Your task is to retype the lines from the opening of the material through the line that includes "Find every instance of the beige jacket". Do not copy the pictures.

[DATASET CONTENT]

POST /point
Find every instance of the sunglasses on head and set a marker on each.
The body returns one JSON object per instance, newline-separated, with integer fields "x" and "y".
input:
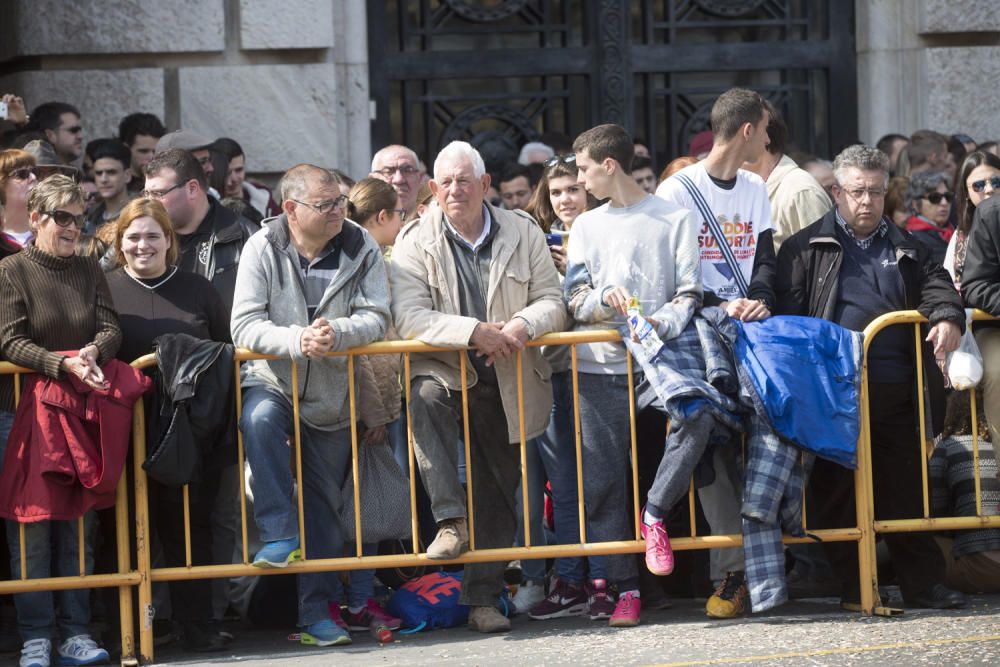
{"x": 65, "y": 218}
{"x": 979, "y": 186}
{"x": 936, "y": 197}
{"x": 559, "y": 159}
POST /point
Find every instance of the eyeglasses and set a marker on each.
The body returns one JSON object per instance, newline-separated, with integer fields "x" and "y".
{"x": 979, "y": 186}
{"x": 160, "y": 194}
{"x": 560, "y": 159}
{"x": 65, "y": 218}
{"x": 325, "y": 207}
{"x": 24, "y": 173}
{"x": 404, "y": 169}
{"x": 936, "y": 197}
{"x": 857, "y": 194}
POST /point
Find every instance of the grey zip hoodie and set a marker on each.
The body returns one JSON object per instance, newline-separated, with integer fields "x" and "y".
{"x": 269, "y": 315}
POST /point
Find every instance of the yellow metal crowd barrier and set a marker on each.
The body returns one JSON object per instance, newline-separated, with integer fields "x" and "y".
{"x": 143, "y": 574}
{"x": 925, "y": 522}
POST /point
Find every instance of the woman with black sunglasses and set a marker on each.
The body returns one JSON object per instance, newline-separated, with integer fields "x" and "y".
{"x": 932, "y": 198}
{"x": 977, "y": 180}
{"x": 17, "y": 178}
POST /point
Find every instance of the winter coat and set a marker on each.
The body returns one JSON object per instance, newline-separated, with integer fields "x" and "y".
{"x": 523, "y": 283}
{"x": 68, "y": 445}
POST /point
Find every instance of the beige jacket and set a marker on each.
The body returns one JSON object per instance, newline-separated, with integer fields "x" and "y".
{"x": 523, "y": 283}
{"x": 797, "y": 199}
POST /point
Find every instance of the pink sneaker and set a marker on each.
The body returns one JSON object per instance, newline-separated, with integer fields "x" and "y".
{"x": 659, "y": 555}
{"x": 626, "y": 612}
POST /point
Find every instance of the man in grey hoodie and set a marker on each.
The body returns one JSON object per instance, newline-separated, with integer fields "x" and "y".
{"x": 310, "y": 282}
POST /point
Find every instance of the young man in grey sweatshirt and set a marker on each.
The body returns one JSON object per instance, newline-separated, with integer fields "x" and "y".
{"x": 309, "y": 283}
{"x": 635, "y": 244}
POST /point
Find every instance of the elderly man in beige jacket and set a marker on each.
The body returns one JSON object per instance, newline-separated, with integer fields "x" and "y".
{"x": 797, "y": 199}
{"x": 469, "y": 274}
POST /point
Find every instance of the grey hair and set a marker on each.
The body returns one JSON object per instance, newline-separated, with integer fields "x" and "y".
{"x": 860, "y": 156}
{"x": 461, "y": 150}
{"x": 380, "y": 155}
{"x": 295, "y": 183}
{"x": 532, "y": 146}
{"x": 924, "y": 182}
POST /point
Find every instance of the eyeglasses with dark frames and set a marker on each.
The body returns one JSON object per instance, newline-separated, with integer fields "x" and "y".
{"x": 569, "y": 158}
{"x": 65, "y": 218}
{"x": 160, "y": 194}
{"x": 936, "y": 197}
{"x": 324, "y": 207}
{"x": 980, "y": 185}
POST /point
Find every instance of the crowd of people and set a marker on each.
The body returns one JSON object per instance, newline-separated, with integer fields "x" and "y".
{"x": 156, "y": 241}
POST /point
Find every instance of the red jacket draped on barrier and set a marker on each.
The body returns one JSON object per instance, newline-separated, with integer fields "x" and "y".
{"x": 68, "y": 445}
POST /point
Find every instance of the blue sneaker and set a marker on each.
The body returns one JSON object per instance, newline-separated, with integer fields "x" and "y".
{"x": 324, "y": 633}
{"x": 278, "y": 553}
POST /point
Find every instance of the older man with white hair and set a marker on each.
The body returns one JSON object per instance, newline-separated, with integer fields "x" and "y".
{"x": 471, "y": 275}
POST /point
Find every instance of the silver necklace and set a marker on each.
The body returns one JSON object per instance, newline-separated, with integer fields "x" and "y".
{"x": 170, "y": 275}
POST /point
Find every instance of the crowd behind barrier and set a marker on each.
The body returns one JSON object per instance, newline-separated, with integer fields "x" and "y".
{"x": 434, "y": 376}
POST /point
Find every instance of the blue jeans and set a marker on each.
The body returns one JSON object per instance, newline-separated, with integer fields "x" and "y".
{"x": 326, "y": 455}
{"x": 36, "y": 612}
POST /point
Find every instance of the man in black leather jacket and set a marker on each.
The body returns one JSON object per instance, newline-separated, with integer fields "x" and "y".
{"x": 210, "y": 237}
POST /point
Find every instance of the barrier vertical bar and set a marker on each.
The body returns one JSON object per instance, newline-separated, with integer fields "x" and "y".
{"x": 186, "y": 498}
{"x": 410, "y": 457}
{"x": 462, "y": 361}
{"x": 125, "y": 617}
{"x": 352, "y": 404}
{"x": 920, "y": 411}
{"x": 581, "y": 506}
{"x": 297, "y": 434}
{"x": 81, "y": 546}
{"x": 975, "y": 451}
{"x": 864, "y": 506}
{"x": 635, "y": 456}
{"x": 524, "y": 451}
{"x": 241, "y": 462}
{"x": 142, "y": 541}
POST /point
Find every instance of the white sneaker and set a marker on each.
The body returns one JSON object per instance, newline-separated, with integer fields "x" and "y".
{"x": 528, "y": 596}
{"x": 36, "y": 653}
{"x": 81, "y": 650}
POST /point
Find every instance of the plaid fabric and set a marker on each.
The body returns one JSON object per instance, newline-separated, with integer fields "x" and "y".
{"x": 772, "y": 501}
{"x": 693, "y": 372}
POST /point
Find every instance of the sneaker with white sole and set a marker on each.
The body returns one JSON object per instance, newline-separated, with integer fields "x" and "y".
{"x": 527, "y": 596}
{"x": 81, "y": 650}
{"x": 36, "y": 653}
{"x": 564, "y": 600}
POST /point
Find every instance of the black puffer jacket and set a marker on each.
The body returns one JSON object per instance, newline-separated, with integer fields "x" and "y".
{"x": 191, "y": 423}
{"x": 809, "y": 269}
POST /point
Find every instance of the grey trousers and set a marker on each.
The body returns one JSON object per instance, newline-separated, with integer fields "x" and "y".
{"x": 722, "y": 502}
{"x": 495, "y": 469}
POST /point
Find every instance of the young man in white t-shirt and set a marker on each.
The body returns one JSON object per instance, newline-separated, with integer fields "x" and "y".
{"x": 635, "y": 244}
{"x": 740, "y": 280}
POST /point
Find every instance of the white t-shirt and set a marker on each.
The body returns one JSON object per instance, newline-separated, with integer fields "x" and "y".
{"x": 743, "y": 213}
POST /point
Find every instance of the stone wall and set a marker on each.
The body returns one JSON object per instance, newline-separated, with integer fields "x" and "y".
{"x": 928, "y": 64}
{"x": 288, "y": 79}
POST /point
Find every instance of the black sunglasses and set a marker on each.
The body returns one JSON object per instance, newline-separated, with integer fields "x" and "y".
{"x": 936, "y": 197}
{"x": 65, "y": 218}
{"x": 560, "y": 159}
{"x": 979, "y": 186}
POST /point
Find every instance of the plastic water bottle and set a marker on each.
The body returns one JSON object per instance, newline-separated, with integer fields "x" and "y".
{"x": 644, "y": 331}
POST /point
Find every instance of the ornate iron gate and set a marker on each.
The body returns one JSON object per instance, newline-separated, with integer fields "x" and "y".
{"x": 498, "y": 73}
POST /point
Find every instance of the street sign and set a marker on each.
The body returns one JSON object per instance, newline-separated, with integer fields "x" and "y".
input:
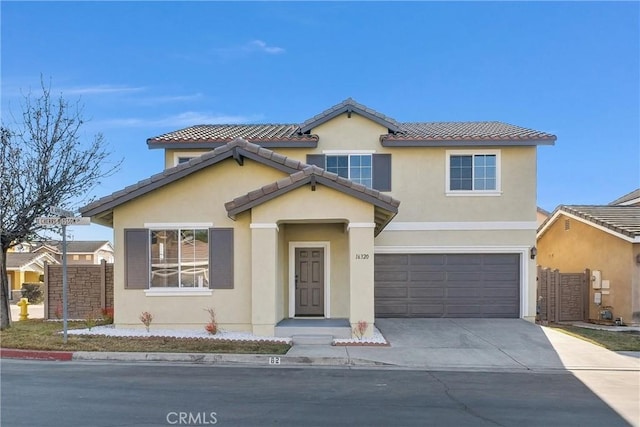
{"x": 60, "y": 212}
{"x": 76, "y": 220}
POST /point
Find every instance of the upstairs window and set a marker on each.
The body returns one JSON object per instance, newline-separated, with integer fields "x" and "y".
{"x": 473, "y": 172}
{"x": 370, "y": 169}
{"x": 355, "y": 167}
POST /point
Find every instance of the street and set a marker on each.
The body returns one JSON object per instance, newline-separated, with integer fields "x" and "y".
{"x": 37, "y": 393}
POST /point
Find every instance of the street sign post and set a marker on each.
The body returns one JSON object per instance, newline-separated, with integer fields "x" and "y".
{"x": 74, "y": 220}
{"x": 60, "y": 212}
{"x": 63, "y": 219}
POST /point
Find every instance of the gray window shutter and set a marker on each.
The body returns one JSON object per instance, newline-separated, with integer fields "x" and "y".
{"x": 136, "y": 258}
{"x": 316, "y": 159}
{"x": 382, "y": 172}
{"x": 221, "y": 258}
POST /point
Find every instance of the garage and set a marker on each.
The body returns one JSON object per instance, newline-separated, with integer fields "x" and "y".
{"x": 447, "y": 285}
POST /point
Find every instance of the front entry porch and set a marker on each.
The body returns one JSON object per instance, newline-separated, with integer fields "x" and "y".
{"x": 313, "y": 331}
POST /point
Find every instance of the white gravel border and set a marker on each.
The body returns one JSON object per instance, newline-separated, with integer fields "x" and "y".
{"x": 110, "y": 331}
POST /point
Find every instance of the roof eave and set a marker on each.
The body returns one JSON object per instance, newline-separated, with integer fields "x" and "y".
{"x": 427, "y": 142}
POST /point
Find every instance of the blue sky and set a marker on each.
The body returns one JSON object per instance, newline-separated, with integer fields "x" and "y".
{"x": 145, "y": 68}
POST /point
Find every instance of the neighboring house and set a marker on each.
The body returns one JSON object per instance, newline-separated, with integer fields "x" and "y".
{"x": 25, "y": 267}
{"x": 604, "y": 239}
{"x": 541, "y": 215}
{"x": 348, "y": 215}
{"x": 78, "y": 251}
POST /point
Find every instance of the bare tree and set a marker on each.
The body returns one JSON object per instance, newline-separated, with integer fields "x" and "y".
{"x": 44, "y": 162}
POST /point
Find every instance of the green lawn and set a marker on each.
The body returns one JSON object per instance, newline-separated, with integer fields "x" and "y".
{"x": 45, "y": 335}
{"x": 615, "y": 341}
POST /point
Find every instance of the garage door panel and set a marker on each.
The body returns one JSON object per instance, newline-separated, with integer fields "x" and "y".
{"x": 425, "y": 292}
{"x": 426, "y": 310}
{"x": 392, "y": 292}
{"x": 429, "y": 259}
{"x": 392, "y": 276}
{"x": 418, "y": 276}
{"x": 447, "y": 285}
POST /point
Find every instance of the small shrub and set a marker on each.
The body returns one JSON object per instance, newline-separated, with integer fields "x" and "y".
{"x": 107, "y": 315}
{"x": 90, "y": 320}
{"x": 33, "y": 292}
{"x": 146, "y": 318}
{"x": 212, "y": 326}
{"x": 58, "y": 312}
{"x": 360, "y": 329}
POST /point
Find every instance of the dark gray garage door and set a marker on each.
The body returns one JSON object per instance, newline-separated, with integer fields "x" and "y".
{"x": 447, "y": 285}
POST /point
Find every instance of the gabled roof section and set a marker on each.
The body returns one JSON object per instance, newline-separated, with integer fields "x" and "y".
{"x": 418, "y": 134}
{"x": 629, "y": 199}
{"x": 622, "y": 221}
{"x": 213, "y": 136}
{"x": 481, "y": 133}
{"x": 238, "y": 149}
{"x": 350, "y": 106}
{"x": 386, "y": 207}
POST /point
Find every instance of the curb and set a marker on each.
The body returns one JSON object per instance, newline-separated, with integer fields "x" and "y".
{"x": 197, "y": 358}
{"x": 9, "y": 353}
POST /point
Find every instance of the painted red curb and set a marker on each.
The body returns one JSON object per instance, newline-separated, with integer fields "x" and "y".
{"x": 11, "y": 353}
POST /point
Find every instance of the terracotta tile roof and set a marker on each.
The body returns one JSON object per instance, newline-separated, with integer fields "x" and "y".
{"x": 386, "y": 206}
{"x": 466, "y": 131}
{"x": 348, "y": 106}
{"x": 226, "y": 133}
{"x": 629, "y": 198}
{"x": 624, "y": 220}
{"x": 290, "y": 134}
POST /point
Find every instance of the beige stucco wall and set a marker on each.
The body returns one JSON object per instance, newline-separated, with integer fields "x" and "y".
{"x": 583, "y": 246}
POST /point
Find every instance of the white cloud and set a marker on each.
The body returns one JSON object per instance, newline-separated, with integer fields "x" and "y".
{"x": 259, "y": 45}
{"x": 100, "y": 90}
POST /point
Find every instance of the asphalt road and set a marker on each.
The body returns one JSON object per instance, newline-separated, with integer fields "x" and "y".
{"x": 37, "y": 393}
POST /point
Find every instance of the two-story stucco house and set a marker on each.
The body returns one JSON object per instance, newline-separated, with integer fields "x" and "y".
{"x": 349, "y": 215}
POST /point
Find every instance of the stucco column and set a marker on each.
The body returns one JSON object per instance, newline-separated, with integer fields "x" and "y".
{"x": 264, "y": 257}
{"x": 361, "y": 275}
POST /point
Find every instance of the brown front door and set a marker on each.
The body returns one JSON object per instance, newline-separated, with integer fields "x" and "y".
{"x": 309, "y": 281}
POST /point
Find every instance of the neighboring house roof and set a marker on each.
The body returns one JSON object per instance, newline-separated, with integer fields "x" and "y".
{"x": 632, "y": 198}
{"x": 543, "y": 211}
{"x": 399, "y": 134}
{"x": 386, "y": 206}
{"x": 622, "y": 221}
{"x": 28, "y": 261}
{"x": 239, "y": 149}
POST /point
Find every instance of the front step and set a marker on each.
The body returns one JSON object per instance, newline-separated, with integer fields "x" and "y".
{"x": 312, "y": 339}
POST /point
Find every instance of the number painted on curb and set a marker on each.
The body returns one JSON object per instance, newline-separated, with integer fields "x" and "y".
{"x": 274, "y": 360}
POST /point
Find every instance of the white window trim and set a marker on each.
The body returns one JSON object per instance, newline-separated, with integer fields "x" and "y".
{"x": 174, "y": 291}
{"x": 496, "y": 192}
{"x": 292, "y": 273}
{"x": 178, "y": 292}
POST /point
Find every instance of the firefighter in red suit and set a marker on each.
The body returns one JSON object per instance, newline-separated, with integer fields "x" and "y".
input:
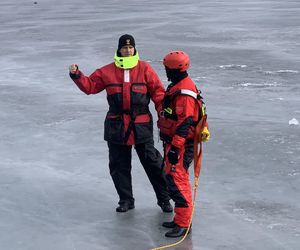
{"x": 130, "y": 84}
{"x": 177, "y": 122}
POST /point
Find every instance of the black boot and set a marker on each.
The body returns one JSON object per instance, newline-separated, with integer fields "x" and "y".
{"x": 168, "y": 224}
{"x": 124, "y": 207}
{"x": 177, "y": 232}
{"x": 165, "y": 206}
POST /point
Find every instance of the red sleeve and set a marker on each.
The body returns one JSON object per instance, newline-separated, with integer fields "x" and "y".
{"x": 155, "y": 87}
{"x": 90, "y": 85}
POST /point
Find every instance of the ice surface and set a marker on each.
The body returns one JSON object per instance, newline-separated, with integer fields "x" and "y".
{"x": 293, "y": 121}
{"x": 55, "y": 188}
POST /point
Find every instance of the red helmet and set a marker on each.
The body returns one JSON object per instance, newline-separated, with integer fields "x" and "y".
{"x": 177, "y": 60}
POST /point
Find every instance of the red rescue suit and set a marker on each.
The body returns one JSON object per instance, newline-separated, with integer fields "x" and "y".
{"x": 128, "y": 120}
{"x": 177, "y": 128}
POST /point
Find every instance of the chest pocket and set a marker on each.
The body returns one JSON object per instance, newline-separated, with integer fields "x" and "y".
{"x": 139, "y": 94}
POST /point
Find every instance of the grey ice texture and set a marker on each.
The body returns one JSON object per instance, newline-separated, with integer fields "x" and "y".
{"x": 55, "y": 187}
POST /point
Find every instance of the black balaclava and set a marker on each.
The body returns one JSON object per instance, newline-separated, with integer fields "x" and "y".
{"x": 126, "y": 40}
{"x": 175, "y": 75}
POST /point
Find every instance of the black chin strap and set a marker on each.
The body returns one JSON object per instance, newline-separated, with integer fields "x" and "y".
{"x": 175, "y": 75}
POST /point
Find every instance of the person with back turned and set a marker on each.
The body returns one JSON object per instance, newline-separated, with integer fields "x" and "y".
{"x": 181, "y": 114}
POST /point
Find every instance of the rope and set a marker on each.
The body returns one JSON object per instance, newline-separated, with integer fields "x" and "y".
{"x": 197, "y": 160}
{"x": 197, "y": 168}
{"x": 188, "y": 229}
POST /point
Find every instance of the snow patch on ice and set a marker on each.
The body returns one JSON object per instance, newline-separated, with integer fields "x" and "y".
{"x": 275, "y": 225}
{"x": 293, "y": 121}
{"x": 258, "y": 85}
{"x": 233, "y": 66}
{"x": 282, "y": 71}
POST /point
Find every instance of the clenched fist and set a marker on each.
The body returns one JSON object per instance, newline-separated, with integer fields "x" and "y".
{"x": 73, "y": 68}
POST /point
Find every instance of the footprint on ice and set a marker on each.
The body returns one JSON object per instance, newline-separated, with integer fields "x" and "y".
{"x": 294, "y": 121}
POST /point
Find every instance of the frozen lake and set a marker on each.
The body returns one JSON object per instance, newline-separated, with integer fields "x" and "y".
{"x": 55, "y": 187}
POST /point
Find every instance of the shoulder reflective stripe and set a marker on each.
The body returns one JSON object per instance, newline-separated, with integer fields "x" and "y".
{"x": 189, "y": 92}
{"x": 126, "y": 75}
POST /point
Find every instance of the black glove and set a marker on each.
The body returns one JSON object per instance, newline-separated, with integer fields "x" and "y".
{"x": 173, "y": 155}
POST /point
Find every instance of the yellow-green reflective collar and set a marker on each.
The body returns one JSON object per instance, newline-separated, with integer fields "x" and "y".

[/DATASET CONTENT]

TASK RESULT →
POST /point
Find every instance of the sunglasses on head and set a marker on each.
The body returns one JSON object per instance, newline-separated, with integer fields "x" and "y".
input:
{"x": 65, "y": 218}
{"x": 979, "y": 186}
{"x": 936, "y": 197}
{"x": 559, "y": 159}
POST /point
Find every instance of the eyeglasses and set a marker on each.
The body returns one JSON object per instance, newline-separated, with integer fields "x" and "y".
{"x": 979, "y": 186}
{"x": 160, "y": 194}
{"x": 560, "y": 159}
{"x": 65, "y": 218}
{"x": 325, "y": 207}
{"x": 24, "y": 173}
{"x": 404, "y": 169}
{"x": 936, "y": 197}
{"x": 857, "y": 194}
POST /point
Find every instance of the grey zip hoodie and set a marker on each.
The body returns one JSON object per instance, newline-separated, with integer fields "x" and "y".
{"x": 269, "y": 315}
POST /point
Find every instance of the yellow metal crowd barrier and set a marker on each.
The body returns one JSON object per instance, newline-separated, with integer fields "x" and "y".
{"x": 143, "y": 574}
{"x": 925, "y": 522}
POST /point
Find every instance of the woman with black sunglasses and set a marker on each.
The body returns one JSON object per instance, newline-separated, with integer fields "x" and "y".
{"x": 932, "y": 198}
{"x": 977, "y": 180}
{"x": 17, "y": 178}
POST /point
Find every instance of the winter coat and set a marker on each.
The body returns one JSON object per instance, newline-separated, with integer fields "x" and "y".
{"x": 523, "y": 283}
{"x": 68, "y": 445}
POST /point
Find every instance of the beige jacket and set a marker on each.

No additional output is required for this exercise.